◆ **Brano proposto**
==============================
Escluso che Fiat assuma, nel rapporto con le «sue» concessionarie, una veste neutrale, ne consegue a pieno diritto la sua legittimazione passiva nella presente causa.
È certo che Fiat «consiglia» alle, concessionarie di adottare condizioni generali di vendita al pubblico simili a quelle da lei utilizzate e predisposte (v. al punto 3.6 del contratto di concessione di vendita; doc. n. l produzioni parti convenute Progetto e Sogea): in tale situazione non ha alcuna rilevanza verificare quale intensità abbia tale «consiglio», né, come sottolinea invece Fiat, accertare se eventualmente in alcune, ovvero in numerose occasioni, le concessionarie non abbiano utilizzato dette clausole.
Come già più volte sottolineato, la finalità perseguita dalla legge è quella della tutela del mercato commerciale, attuata attraverso l'inibitoria all'utilizzo delle clausole reputate vessatorie e ciò per prevenire e quindi impedire il sorgere di rapporti contrattuali viziati da uno squilibrio di forze.
Così stando le cose è ovvio che non ha alcuna rilevanza la circostanza che le concessionarie abbiano, rispetto alle condizioni generali di vendita predisposte da Fiat, una qualche autonomia.
Ciò che rileva è che vi è la concreta possibilità che tali condizioni, proprio in forza del «consiglio», del predisponente, vengano adottate dalle concessionarie (e ne è una concreta conferma la circostanza che Sogea e Progetto le utilizzano): è sufficiente ciò per giustificare e rendere necessaria l'azione anche nei confronti di Fiat, in quanto, diversamente opinando, la norma non potrebbe esplicare tutti i suoi effetti e le eventuali clausole vessatorie presenti nelle condizioni generali non verrebbero eliminate dal mercato.
3. - Sulla natura dell'azione inibitoria. Deve adesso essere affrontato il problema inerente la natura dell'azione inibitoria e, conseguentemente, quello relativo al tipo di controllo che deve essere effettuato dall'interprete per accertare l'eventuale vessatorietà di una clausola.
È certo rimarchevole l'operato del legislatore che, contrariamente a quanto previsto nella direttiva Cee, non ha statuito che il controllo general-preventivo venisse effettuato senza l'ausilio di quei criteri guida individuati negli articoli antecedenti che trovano il loro presupposto nell'analisi concreta della clausola inserita in un singolo contratto concluso fra le parti.
==============================
◆ **Dati estratti**
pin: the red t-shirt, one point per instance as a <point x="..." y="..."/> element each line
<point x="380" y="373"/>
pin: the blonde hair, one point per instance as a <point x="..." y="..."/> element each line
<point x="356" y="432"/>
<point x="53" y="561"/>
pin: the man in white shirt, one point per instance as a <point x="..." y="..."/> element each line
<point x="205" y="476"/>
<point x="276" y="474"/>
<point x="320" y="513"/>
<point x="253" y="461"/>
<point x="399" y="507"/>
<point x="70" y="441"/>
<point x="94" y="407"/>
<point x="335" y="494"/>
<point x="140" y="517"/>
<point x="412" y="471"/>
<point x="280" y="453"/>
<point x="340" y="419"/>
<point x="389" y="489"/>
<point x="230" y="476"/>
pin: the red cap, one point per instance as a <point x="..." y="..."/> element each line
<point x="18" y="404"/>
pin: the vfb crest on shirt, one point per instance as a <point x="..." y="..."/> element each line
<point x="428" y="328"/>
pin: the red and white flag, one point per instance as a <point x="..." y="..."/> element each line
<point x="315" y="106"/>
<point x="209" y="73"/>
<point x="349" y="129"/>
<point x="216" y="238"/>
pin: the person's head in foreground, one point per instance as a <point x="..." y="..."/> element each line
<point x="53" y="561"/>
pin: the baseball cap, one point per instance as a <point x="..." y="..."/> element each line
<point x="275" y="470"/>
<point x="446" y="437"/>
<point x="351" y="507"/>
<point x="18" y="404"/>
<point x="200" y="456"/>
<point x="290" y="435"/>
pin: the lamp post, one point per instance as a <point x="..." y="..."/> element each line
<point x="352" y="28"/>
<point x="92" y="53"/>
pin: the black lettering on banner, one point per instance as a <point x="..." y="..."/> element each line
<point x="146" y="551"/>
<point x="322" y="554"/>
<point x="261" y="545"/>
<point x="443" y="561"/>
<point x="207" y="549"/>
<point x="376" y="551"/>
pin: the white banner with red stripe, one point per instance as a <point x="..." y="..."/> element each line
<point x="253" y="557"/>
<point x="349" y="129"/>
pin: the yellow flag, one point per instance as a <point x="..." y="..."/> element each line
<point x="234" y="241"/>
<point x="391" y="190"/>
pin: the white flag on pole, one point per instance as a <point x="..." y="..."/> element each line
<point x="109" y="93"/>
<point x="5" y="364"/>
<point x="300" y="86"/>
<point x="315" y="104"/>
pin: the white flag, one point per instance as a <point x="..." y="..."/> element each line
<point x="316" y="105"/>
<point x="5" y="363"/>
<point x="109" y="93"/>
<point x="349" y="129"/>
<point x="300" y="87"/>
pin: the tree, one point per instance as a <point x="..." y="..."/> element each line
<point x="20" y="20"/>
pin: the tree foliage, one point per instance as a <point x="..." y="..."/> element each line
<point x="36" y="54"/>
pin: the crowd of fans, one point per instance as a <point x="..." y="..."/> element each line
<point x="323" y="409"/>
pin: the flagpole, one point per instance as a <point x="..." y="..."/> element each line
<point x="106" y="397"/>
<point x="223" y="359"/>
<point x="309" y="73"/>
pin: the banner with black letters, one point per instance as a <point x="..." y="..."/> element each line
==============================
◆ **Consegne dell'esercizio**
**1)** Trascrivi fedelmente la parte del brano sulle clausole vessatorie che inizia con "Così stando le" e prosegue fino a "una qualche autonomia.".
**2)** Rispondi alle seguenti domande sul brano sulle clausole vessatorie.
(a) In quale punto del contratto di concessione di vendita si trova il «consiglio» di Fiat alle concessionarie?
(b) Quali due concessionarie utilizzano le condizioni generali predisposte da Fiat?
(c) Qual è la finalità perseguita dalla legge?
**3)** Prosegui il brano sulle clausole vessatorie dal punto in cui si interrompe.

◆ **Soluzioni dell'esercizio**
**1)**
Così stando le cose è ovvio che non ha alcuna rilevanza la circostanza che le concessionarie abbiano, rispetto alle condizioni generali di vendita predisposte da Fiat, una qualche autonomia.

**2)**
(a) Al punto 3.6.
(b) Sogea e Progetto.
(c) La tutela del mercato commerciale.

**3)**
La direttiva comunitaria, infatti, all'art. 4, n. l, esclude esplicitamente l'applicazione nei procedimenti c.d. collettivi dei criteri di abusività nello stesso articolo individuati e che fanno riferimento alle circostanze concrete presenti al momento della conclusione del contratto, e «a tutte le circostanze che accompagnano detta conclusione ed a tutte le altre clausole del contratto o di un altro contratto da cui esso dipende» (art. 41.1. direttiva 93/l3/Cee).
In mancanza di una simile esplicita esclusione spetta all'interprete individuare quale, fra quei criteri menzionati negli. articoli precedenti, risulta comunque compatibile con la particolare natura, necessariamente astratta, dell'azione inibitoria.
Il caso in esame risulta infatti assai differente rispetto a quello precedentemente esaminato al par. n. 2, ove si trattava di interpretare il significato e l'estensione di un termine utilizzato dal legislatore attraverso l'ausilio delle parole ad esso connesse. Qui non si può far dire alla legge quello che non dice, ma è certo che la norma dovrà essere interpretata in modo da garantire e permettere l'effettiva attuazione del rimedio general-preventivo.
Reputa pertanto questo giudice che l'accertamento della vessatorietà delle clausole contenute in formulari ed in contratti standardizzati effettuata in via preventiva debba sì svolgersi, come dice il legislatore, «ai sensi del presente capo», ma, ovviamente, se fra i criteri del «presente capo» ve ne sono alcuni che non possono trovare attuazione in considerazione dell’ovvia diversità fra un'azione preventiva ed una successiva questi ultimi dovranno essere ignorati dall'interprete.
Diversamente opinando si giungerebbe alla sostanziale abrogazione dell'art. 1469 sexies c.c.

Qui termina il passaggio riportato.